OBJECTIVE. Rewrite all of the following lines, including the requests, and scale every point coordinate in the answers by 0.6, rounding to the nearest whole number with halves rounded up. Leave the figures in the requests and their format samples unchanged.

(Dataset excerpt)
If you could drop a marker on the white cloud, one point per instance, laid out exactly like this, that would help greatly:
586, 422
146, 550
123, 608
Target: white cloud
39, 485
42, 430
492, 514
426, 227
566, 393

OUTPUT BELOW.
If you could drop a marker on the white cloud, one point per instance, laid out exactly like this, that would help greatly:
586, 422
146, 550
123, 608
Target: white cloud
23, 291
25, 258
295, 308
256, 136
340, 236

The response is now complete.